Convert every line of the listing below into a numbered list, skipping blank lines. Leave the pictures out of your answer.

▼

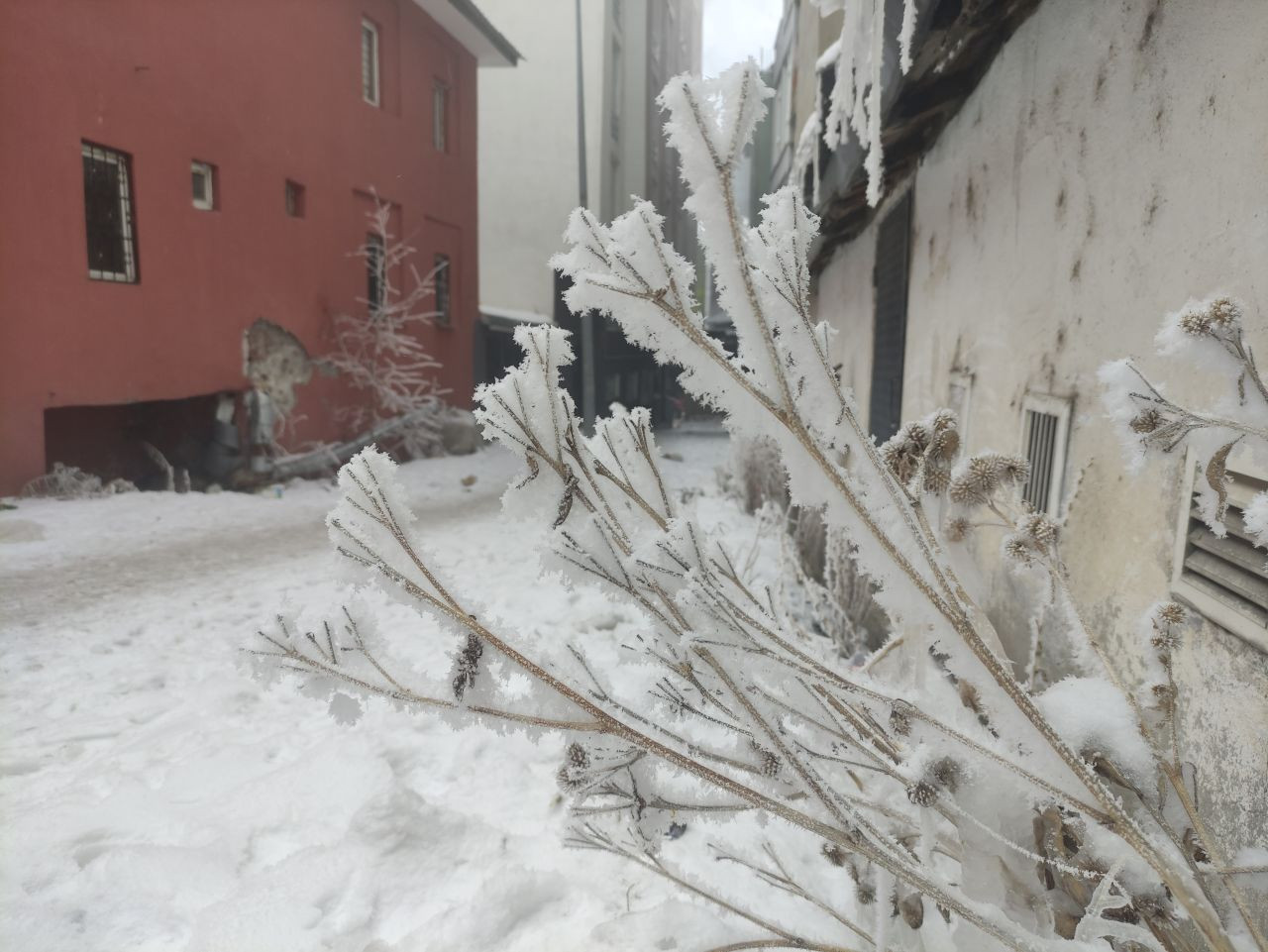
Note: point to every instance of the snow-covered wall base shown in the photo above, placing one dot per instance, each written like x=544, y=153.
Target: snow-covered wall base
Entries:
x=1109, y=167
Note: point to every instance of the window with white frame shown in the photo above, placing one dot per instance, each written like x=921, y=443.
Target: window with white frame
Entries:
x=203, y=188
x=1222, y=577
x=112, y=245
x=370, y=61
x=1045, y=435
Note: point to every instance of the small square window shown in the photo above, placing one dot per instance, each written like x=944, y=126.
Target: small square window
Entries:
x=442, y=284
x=203, y=185
x=370, y=62
x=294, y=199
x=440, y=116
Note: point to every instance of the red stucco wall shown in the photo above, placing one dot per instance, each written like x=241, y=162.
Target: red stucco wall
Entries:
x=266, y=91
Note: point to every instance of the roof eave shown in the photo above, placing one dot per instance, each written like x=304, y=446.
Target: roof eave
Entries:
x=465, y=22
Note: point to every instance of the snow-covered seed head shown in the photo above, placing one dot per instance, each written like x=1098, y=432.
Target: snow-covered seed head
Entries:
x=1225, y=312
x=922, y=793
x=911, y=909
x=833, y=853
x=578, y=756
x=904, y=450
x=937, y=479
x=1019, y=549
x=1146, y=421
x=466, y=666
x=946, y=774
x=1196, y=322
x=768, y=761
x=900, y=719
x=1038, y=529
x=1164, y=694
x=574, y=772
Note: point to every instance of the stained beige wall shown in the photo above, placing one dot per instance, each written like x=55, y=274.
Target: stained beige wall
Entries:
x=1110, y=166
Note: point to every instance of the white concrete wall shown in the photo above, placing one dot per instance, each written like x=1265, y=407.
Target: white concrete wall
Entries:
x=1112, y=163
x=528, y=146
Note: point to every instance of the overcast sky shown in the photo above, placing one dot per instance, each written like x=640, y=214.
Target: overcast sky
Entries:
x=738, y=28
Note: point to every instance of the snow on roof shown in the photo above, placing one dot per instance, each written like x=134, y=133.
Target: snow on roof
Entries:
x=828, y=57
x=470, y=27
x=529, y=317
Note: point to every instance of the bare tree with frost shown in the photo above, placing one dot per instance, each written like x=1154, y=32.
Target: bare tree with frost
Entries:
x=941, y=803
x=379, y=353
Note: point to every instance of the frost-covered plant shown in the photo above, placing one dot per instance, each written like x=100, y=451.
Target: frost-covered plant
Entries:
x=857, y=98
x=943, y=805
x=1209, y=338
x=379, y=353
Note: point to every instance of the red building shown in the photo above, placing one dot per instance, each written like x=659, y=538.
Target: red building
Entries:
x=176, y=168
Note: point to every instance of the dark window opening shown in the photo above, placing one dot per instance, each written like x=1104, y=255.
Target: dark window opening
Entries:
x=440, y=276
x=370, y=62
x=203, y=185
x=889, y=346
x=294, y=199
x=112, y=252
x=374, y=276
x=440, y=116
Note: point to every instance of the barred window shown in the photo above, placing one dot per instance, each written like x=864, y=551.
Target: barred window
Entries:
x=112, y=250
x=440, y=271
x=370, y=62
x=374, y=275
x=1045, y=438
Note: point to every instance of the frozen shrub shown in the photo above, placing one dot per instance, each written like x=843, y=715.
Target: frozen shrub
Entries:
x=379, y=353
x=938, y=803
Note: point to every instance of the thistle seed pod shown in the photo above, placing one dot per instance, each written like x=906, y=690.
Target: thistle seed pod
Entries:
x=578, y=756
x=768, y=762
x=911, y=909
x=1146, y=421
x=1038, y=529
x=466, y=666
x=1196, y=323
x=946, y=774
x=958, y=530
x=922, y=793
x=1018, y=548
x=936, y=479
x=833, y=853
x=900, y=719
x=1195, y=847
x=1225, y=313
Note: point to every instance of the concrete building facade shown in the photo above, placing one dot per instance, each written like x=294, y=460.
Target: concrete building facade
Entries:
x=1104, y=171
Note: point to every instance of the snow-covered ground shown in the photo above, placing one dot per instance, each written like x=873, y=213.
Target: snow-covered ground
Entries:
x=155, y=796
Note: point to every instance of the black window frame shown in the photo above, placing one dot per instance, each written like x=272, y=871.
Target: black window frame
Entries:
x=375, y=274
x=109, y=216
x=443, y=289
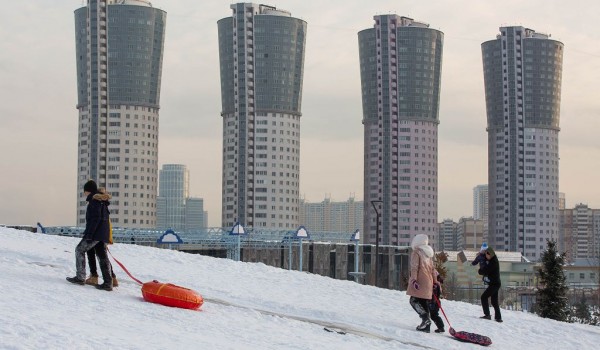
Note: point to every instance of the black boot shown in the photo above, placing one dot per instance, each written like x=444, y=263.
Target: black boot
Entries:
x=76, y=280
x=425, y=326
x=107, y=285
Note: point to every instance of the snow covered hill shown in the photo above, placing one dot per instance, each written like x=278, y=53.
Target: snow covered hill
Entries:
x=247, y=306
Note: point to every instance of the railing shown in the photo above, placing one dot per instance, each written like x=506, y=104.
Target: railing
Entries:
x=210, y=238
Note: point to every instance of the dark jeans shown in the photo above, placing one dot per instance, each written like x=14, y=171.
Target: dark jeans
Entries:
x=491, y=291
x=434, y=311
x=420, y=306
x=86, y=245
x=92, y=253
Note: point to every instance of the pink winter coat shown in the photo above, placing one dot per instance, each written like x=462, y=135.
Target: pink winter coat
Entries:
x=421, y=270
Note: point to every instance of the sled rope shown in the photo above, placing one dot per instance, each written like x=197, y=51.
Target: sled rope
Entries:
x=124, y=268
x=443, y=312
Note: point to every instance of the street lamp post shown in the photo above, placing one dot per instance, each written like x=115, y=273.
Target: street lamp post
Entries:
x=376, y=243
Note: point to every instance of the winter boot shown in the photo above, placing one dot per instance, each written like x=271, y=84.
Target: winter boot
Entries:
x=76, y=280
x=425, y=326
x=107, y=286
x=92, y=280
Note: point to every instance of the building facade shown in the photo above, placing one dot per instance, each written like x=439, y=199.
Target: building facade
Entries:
x=328, y=216
x=119, y=48
x=196, y=218
x=579, y=235
x=470, y=234
x=480, y=202
x=261, y=54
x=400, y=67
x=173, y=191
x=448, y=239
x=522, y=77
x=175, y=208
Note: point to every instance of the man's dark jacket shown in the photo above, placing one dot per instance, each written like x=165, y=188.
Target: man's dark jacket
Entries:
x=96, y=217
x=492, y=271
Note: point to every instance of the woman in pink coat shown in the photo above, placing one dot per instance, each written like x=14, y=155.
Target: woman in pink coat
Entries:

▲

◆ Exercise answer ◆
1. Note: point to every instance of the snow-covered wall base shown in the photo above, placing one dot per instance, each written like x=544, y=153.
2. Target: snow-covered wall base
3. Entries:
4. x=1109, y=167
5. Note: point to every instance of the window with white frame shown in the photo above, placing one dot per instance, each written like x=921, y=443.
6. Target: window with white frame
7. Entries:
8. x=203, y=188
9. x=1222, y=577
10. x=112, y=245
11. x=370, y=61
12. x=1045, y=435
13. Note: point to every instance of the small square window shown in the photo above, placing one dot per instance, each written like x=944, y=126.
14. Target: small square window
15. Entries:
16. x=442, y=284
17. x=203, y=185
18. x=370, y=62
19. x=294, y=199
20. x=440, y=116
21. Note: point to every instance of the red stucco wall shown in the photo above, placing one dot per instance, each written like x=241, y=162.
22. Target: red stucco wall
23. Entries:
24. x=266, y=91
25. Note: point to every instance of the roof eave shown in the photo above, placing one dot per instance, each written like x=304, y=446.
26. Target: roof eave
27. Entries:
28. x=465, y=22
29. Note: point to every instance of the snow-covered seed head shown in the photo above, placing one dot per instance, each written like x=1098, y=432.
30. Target: snow-covered seed head
31. Entries:
32. x=1225, y=312
33. x=922, y=793
34. x=911, y=909
35. x=833, y=853
36. x=578, y=756
37. x=904, y=450
38. x=937, y=479
39. x=1019, y=549
40. x=1146, y=421
41. x=466, y=666
42. x=946, y=774
43. x=1196, y=322
44. x=768, y=761
45. x=900, y=719
46. x=1038, y=529
47. x=1164, y=694
48. x=574, y=772
49. Note: point to every instance of the stained beige wall shown in the photo above, placing one dot per instance, each written like x=55, y=274.
50. Target: stained beige wall
51. Entries:
52. x=1110, y=166
53. Note: point to every instance of the white concrete wall shown in the photo above, placing one dot per instance, each written like x=1265, y=407.
54. Target: white concrete wall
55. Entries:
56. x=1112, y=163
57. x=528, y=146
58. Note: point to every instance of the overcast sky shown in the photo above, placing one dot per instance, each written like x=640, y=214.
59. Target: overcast sky
60. Entries:
61. x=738, y=28
62. Note: point to every instance of the snow on roof shown in the photo above, placing one dot per instance, each written like x=134, y=133.
63. Target: snow on roof
64. Entries:
65. x=828, y=57
66. x=470, y=27
67. x=529, y=317
68. Note: point to every instance of the bare tree with frost shown in the photo above, placing one dot per instance, each written like x=1154, y=32.
69. Target: bare tree with frost
70. Entries:
71. x=941, y=803
72. x=379, y=353
73. Note: point to every instance of the frost-covered plant shown in the photo above, placing one dot per instance, each written like x=100, y=451.
74. Target: frost-covered plant
75. Entries:
76. x=857, y=98
77. x=943, y=805
78. x=1209, y=338
79. x=379, y=353
80. Note: point to every instance of the red building shown in the photo above, placing one dot per instance, each written like x=659, y=538.
81. Target: red building
82. Entries:
83. x=176, y=168
84. Note: point to every instance of the dark window opening shown in the photo above, placing one dot per instance, each written like x=1104, y=255.
85. Target: dark window opening
86. Entries:
87. x=440, y=276
88. x=370, y=62
89. x=203, y=185
90. x=889, y=346
91. x=294, y=199
92. x=112, y=252
93. x=374, y=276
94. x=440, y=116
95. Note: point to every instance of the barred window shown in the photo above, placing one dot per instance, each written like x=864, y=551.
96. Target: barred window
97. Entries:
98. x=112, y=250
99. x=440, y=271
100. x=370, y=62
101. x=374, y=275
102. x=1045, y=438
103. Note: point to every instance of the frozen shrub shown in the photo above, placing one dot per instance, each written like x=843, y=715.
104. Target: frozen shrub
105. Entries:
106. x=379, y=353
107. x=938, y=803
108. Note: point to every instance of the thistle seed pod shown in the photo above, placing one dot per instance, each written like x=906, y=690.
109. Target: thistle seed pod
110. Entries:
111. x=578, y=756
112. x=768, y=762
113. x=911, y=909
114. x=1146, y=421
115. x=1038, y=529
116. x=466, y=666
117. x=1196, y=323
118. x=946, y=774
119. x=958, y=530
120. x=922, y=793
121. x=1018, y=548
122. x=936, y=479
123. x=833, y=853
124. x=900, y=719
125. x=1195, y=847
126. x=1225, y=313
127. Note: point to every instance of the concrete building facade shown in the photo above, placing one dot per instance, each written like x=294, y=460.
128. Target: concrete building facade
129. Entries:
130. x=1104, y=171
131. Note: point to every instance of the snow-covered ground shown in the photo above, placing one dot per instance, each written like x=873, y=213.
132. Target: snow-covered ground
133. Entries:
134. x=155, y=796
135. Note: point to every instance of the black window frame shown in the photo above, placing one dot per instance, each written like x=272, y=871.
136. Target: black window frame
137. Entries:
138. x=375, y=274
139. x=109, y=216
140. x=443, y=289
141. Note: point to every instance of the black boot shown in the photo above, placing one dot per instance, each written like x=444, y=263.
142. Target: black boot
143. Entries:
144. x=76, y=280
145. x=425, y=326
146. x=107, y=285
147. Note: point to every instance of the snow covered hill shown in the photo above, placing one dot per instance, each written like x=278, y=53.
148. Target: snow covered hill
149. Entries:
150. x=247, y=306
151. Note: point to every instance of the railing shown in the photo above, placing one dot per instance, each written like x=506, y=104.
152. Target: railing
153. Entries:
154. x=210, y=238
155. Note: point to every instance of the dark jeans shown in the photo above, placing one dot per instance, each written like x=14, y=171.
156. Target: dark jeans
157. Entries:
158. x=491, y=291
159. x=434, y=311
160. x=420, y=306
161. x=86, y=245
162. x=92, y=253
163. Note: point to every instance of the pink winter coat shown in the photo above, placing one dot per instance, each written like x=462, y=135.
164. Target: pink winter coat
165. Entries:
166. x=421, y=270
167. Note: point to every instance of the sled rope shown in the photo above, placing one dot per instance, each written like x=197, y=51.
168. Target: sled rope
169. Entries:
170. x=124, y=268
171. x=443, y=312
172. Note: point to every instance of the street lamp post shown in the photo above, placing one dot per instance, each written like x=115, y=273.
173. Target: street lamp post
174. Entries:
175. x=376, y=243
176. Note: point to every instance of the winter boot shown in the photo above, placing one dot per instance, each written like x=271, y=84.
177. Target: winter boot
178. Entries:
179. x=76, y=280
180. x=425, y=326
181. x=107, y=286
182. x=92, y=280
183. Note: point to every instance of the building facade shown in the photo above, placing one dot per instance, each written like x=439, y=199.
184. Target: building facade
185. Entries:
186. x=328, y=216
187. x=119, y=48
188. x=196, y=218
189. x=579, y=235
190. x=470, y=234
191. x=480, y=202
192. x=261, y=54
193. x=400, y=67
194. x=173, y=191
195. x=448, y=239
196. x=522, y=77
197. x=175, y=208
198. Note: point to every instance of the man's dark jacket shown in the photo above, placing one dot per instance, each written like x=165, y=188.
199. Target: man's dark jacket
200. Entries:
201. x=96, y=217
202. x=492, y=271
203. Note: point to every instance of the woman in pink coat shown in the photo above, placing one dot per instance, each written like x=14, y=155.
204. Target: woman in pink coat
205. Entries:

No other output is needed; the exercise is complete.